### STUDY TEXT
● ● ● ● ●
Dallas County has quietly carved out an eight-bed transition unit inside the Austin Street Center, giving officers a new option when they encounter people suspected of criminal trespass. Instead of a straight shot to the county jail, some can now be steered into shelter and services, with the pilot focused on stabilizing people with immediate needs and connecting them to mental-health and substance-use resources rather than cycling them through repeated arrests.
How the Austin Street pilot works
The pilot, which launched in mid-October, sits inside Austin Street’s existing shelter and reserves eight beds for eligible clients brought in by DART officers and other partners. According to The Dallas Morning News, Austin Street served 11 clients in its first month, and the North Texas Behavioral Health Authority is contributing roughly $750,000 a year to operate the transition unit.
County leaders say the offer is voluntary. The pitch is simple: instead of an arrest and booking, people are offered immediate shelter and food, a mental-health screening, and help getting connected to longer-term care. The hope is that one night in a bed, plus access to services, will do more than another trip through intake.
What 'deflection' looks like on the ground
“Deflection” programs are designed to keep low-level, nonviolent cases out of the criminal-justice system and in short-term stabilization or treatment, according to Homeward Bound. Homeward Bound’s model centers on 24- to 48-hour observation beds and trauma-informed case management at its University Hills site, where peer support workers and clinicians help clients connect to detox, medication, or housing options.
In real life, it plays out on the curb or sidewalk. Officers in the field offer the option, and if the person agrees, they are taken to a deflection site instead of jail. The whole idea is to address root needs such as mental health or addiction, instead of simply adding another booking to the ledger.
● ● ● ● ●
### SOURCE MATERIAL
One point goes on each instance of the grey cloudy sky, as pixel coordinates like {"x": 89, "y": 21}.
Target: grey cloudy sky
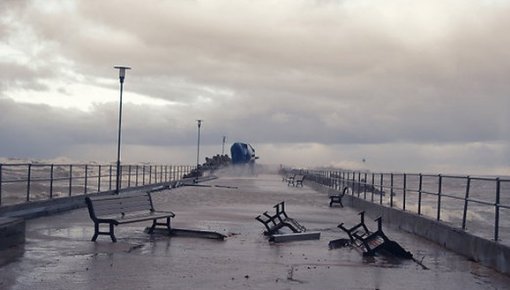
{"x": 417, "y": 86}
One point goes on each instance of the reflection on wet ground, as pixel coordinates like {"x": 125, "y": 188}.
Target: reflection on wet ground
{"x": 58, "y": 253}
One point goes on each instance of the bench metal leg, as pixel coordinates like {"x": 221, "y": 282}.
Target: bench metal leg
{"x": 96, "y": 232}
{"x": 112, "y": 235}
{"x": 155, "y": 223}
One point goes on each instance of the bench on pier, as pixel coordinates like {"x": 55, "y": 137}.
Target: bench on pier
{"x": 371, "y": 242}
{"x": 275, "y": 222}
{"x": 278, "y": 220}
{"x": 297, "y": 180}
{"x": 123, "y": 209}
{"x": 288, "y": 178}
{"x": 337, "y": 198}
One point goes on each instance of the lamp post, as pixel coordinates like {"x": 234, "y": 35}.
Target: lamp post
{"x": 223, "y": 145}
{"x": 199, "y": 122}
{"x": 122, "y": 75}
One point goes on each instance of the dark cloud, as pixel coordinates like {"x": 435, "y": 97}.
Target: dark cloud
{"x": 334, "y": 73}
● ● ● ● ●
### APPLY WHAT YOU READ
a: Please write out the stretch of the Austin Street pilot article from "What 'deflection' looks" through "to the ledger.".
b: Continue the Austin Street pilot article from the point where it stops.

### ANSWERS PER TASK
a:
What 'deflection' looks like on the ground
“Deflection” programs are designed to keep low-level, nonviolent cases out of the criminal-justice system and in short-term stabilization or treatment, according to Homeward Bound. Homeward Bound’s model centers on 24- to 48-hour observation beds and trauma-informed case management at its University Hills site, where peer support workers and clinicians help clients connect to detox, medication, or housing options.
In real life, it plays out on the curb or sidewalk. Officers in the field offer the option, and if the person agrees, they are taken to a deflection site instead of jail. The whole idea is to address root needs such as mental health or addiction, instead of simply adding another booking to the ledger.

b:
How the new unit complements existing efforts
Homeward Bound’s program is already dealing with a significant volume. The Dallas Morning News reports that Dallas Deflects treated about 918 people in the last fiscal year, with roughly 43% of clients referred by law enforcement. Data from the district attorney’s office cited by reporters shows 3,539 criminal-trespass arrests in the county since 2024, many involving repeat bookings, a pattern officials say these programs are built to break.
Agencies such as DART and Dallas police are among the top referrers, and outreach teams also route people into care without an arrest. The Austin Street unit slots into that larger network as one more place officers can take someone who is on the brink but not facing a violent charge.
Why county officials say more sites are needed
County officials point to an overcrowded jail and a high rate of mental-health needs among people booked as the driving force behind new deflection sites. Local reporting and county figures show the Dallas County Jail has averaged around 7,000 people in custody, and a large share of those booked recently have received state mental-health services in the prior three years, trends KRLD has reported on.
The county’s Criminal Justice Department already partners with shelters and providers through programs such as FUSE, which connects people leaving jail to housing and services. Now, leaders say they are weighing whether to replicate the Austin Street model at other locations across Dallas County, potentially turning a quiet pilot into a broader strategy for handling low-level trespass cases.